+++ TEXT SECTION

If you have purchased our Farmgate Tulips you will know that they are as crisp and fresh as they come. This is because they are grown in an ideal temperate climate over the winter months in Tasmania. Yep, that's right. They get to experience the full blow of the Tasmanian winter chill. Fortunately, they love this cold exposure. It means they take a little longer to grow and develop than in other parts of Australia, however, this slower-growing cycle means that they have fabulous stem strength, flower vibrancy, and vase longevity.
But, to ensure they stay strong and vibrant in your home you need to take good care of them. As they say, the more love you give, the more love you receive. The farm has done its absolute best to grow, pick and deliver them to you, and now that they're in your hands, here are some tips and tricks to ensure you get the best vase life in your home. It will also help you to better understand how to minimise Tulips from flopping.
Cut off the stems at an angle
When you get them home and unwrap them, snip about 1cm of each stem off at a 45-degree angle. This increases the area for water absorption. Some people suggest actually cutting 1cm vertically up the stem as well. However, we only tend to do this on woodier stemmed flowers.
Wash any farm soil from the stems
Our no-fuss approach means there may be some remnants of some farm soil caught in the lower leaves that you may have to wash off by running under the tap. Some lower leaves may look a little untidy or damaged but these have been left on the bunch to protect the stems in transport. If they are damaged and will sit under the water line in the vase then simply pull them off with a downward motion.

++++++
+++ RECORD EXCERPTS

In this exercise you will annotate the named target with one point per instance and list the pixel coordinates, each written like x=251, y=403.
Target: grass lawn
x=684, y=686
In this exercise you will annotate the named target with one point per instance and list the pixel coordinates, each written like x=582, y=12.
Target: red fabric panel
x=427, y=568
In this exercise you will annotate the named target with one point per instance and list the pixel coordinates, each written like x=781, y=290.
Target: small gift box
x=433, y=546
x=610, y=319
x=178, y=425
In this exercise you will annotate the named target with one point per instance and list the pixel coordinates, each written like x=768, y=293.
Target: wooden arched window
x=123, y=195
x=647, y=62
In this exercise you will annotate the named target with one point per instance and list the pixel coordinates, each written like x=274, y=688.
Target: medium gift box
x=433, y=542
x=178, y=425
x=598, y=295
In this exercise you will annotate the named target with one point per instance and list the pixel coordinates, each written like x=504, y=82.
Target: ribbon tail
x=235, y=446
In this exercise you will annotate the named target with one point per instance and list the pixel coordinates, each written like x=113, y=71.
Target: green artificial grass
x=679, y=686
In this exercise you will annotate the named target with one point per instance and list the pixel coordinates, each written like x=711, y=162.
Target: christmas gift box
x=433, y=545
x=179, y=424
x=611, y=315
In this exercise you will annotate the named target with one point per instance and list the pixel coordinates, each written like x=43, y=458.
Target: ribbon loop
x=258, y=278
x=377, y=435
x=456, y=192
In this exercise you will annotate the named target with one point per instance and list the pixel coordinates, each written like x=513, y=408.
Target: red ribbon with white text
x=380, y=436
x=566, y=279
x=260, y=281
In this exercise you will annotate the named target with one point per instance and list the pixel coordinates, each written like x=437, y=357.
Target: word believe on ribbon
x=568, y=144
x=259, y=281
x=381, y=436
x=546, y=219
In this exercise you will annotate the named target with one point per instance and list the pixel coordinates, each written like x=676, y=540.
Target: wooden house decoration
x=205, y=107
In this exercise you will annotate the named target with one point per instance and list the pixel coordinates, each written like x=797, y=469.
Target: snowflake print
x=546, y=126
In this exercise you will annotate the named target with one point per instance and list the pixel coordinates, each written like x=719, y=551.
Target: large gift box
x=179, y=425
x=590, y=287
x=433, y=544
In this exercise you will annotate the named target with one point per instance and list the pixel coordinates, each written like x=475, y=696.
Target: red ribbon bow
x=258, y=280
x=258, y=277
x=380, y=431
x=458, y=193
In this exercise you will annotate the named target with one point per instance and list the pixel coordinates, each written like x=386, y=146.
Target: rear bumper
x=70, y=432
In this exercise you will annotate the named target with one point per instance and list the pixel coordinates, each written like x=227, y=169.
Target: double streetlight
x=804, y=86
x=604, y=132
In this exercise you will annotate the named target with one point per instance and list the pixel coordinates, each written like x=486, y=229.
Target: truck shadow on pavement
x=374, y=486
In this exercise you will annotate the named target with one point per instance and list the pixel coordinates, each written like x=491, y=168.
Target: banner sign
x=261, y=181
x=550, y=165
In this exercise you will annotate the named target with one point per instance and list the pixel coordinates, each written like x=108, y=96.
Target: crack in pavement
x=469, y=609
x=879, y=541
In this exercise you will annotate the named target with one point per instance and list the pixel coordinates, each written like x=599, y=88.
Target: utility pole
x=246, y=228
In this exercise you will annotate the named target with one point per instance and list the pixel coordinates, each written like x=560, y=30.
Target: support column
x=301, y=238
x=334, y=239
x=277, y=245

++++++

## EXERCISE INSTRUCTIONS
**A)** Copy the tulip care text again, beginning at the words "But, to ensure" and stopping after "Tulips from flopping.", and rename "vase life" as "display life" along the way.
**B)** Which qualities does the tulip care text credit to the slower growing cycle? Name them all.
**C)** Pick up the tulip care text after its last sentence and keep writing.
The items are separate material, unrelated to the tulip care text.

## ANSWERS FOR THE TASKS
**A)**
But, to ensure they stay strong and vibrant in your home you need to take good care of them. As they say, the more love you give, the more love you receive. The farm has done its absolute best to grow, pick and deliver them to you, and now that they're in your hands, here are some tips and tricks to ensure you get the best display life in your home. It will also help you to better understand how to minimise Tulips from flopping.

**B)** Stem strength, flower vibrancy, and vase longevity.

**C)**
Choose the right height vase
Did you know that Tulips grow (quite a lot) in stem length while in the vase? So choose a vase that has been cleaned thoroughly with hot water and one that will support them as they grow in height. They are amazing to watch! I tend to put my Tulips in a vase that is at least half the height of the flower stems (if not a little higher)
Keep the damaged leaves out of the water
It's ideal to leave the leaves on the Tulip stem, in fact, I believe keeping the leaves on helps give them some structure and strength in the vase. However, if the leaves have been damaged below the water level we tend to pull them off because this can cause bacterial growth and accelerate wilting. The Tulip leaves that are below the water line will deteriorate at a quicker rate. Remove any leaves that do not look healthy. Some of the Tulip leaf tips may deteriorate or change colour over time too. If they have marks or don't look that nice I simply snip these off as well to keep the vase looking fresher for longer.
Fresh water for fresh flowers
Make sure you place your Tulips in a clean vase with fresh water and fill it to at least 1/3 full. Tulips are thirsty flowers. Their succulent stems need to remain hydrated so keep an eye on the water level. I always encourage people to trim their flower stems regularly when at home and refresh the water as often as possible. However what I find with Tulips is that the more I fuss, the more they may lose their structure. If you want your Tulips to stand tall in your vase and the water hasn't discoloured - just top the vase up with water without removing the flowers from the vase. I find that if you remove the Tulips from the vase too often to snip the ends they lose a little structure and flop.
Out of direct sunlight
Tulips are phototropic which means they turn towards the light. This is part of their charm but try to keep them out of direct sunlight which warms the flowers and causes them to lose their stem strength. They thrive in cooler temperatures so ensure your home is relatively cool for longer vase life. Keep them away from heat sources such as heaters, lamps, and air conditioners too.
Should I add something to the water to prolong vase life
There are a couple of reasons why people add pennies, sugar, lemon-lime soda, aspirin, or bleach to the water. The first is to give them some additional sugar for energy and the second is to minimise bacterial growth.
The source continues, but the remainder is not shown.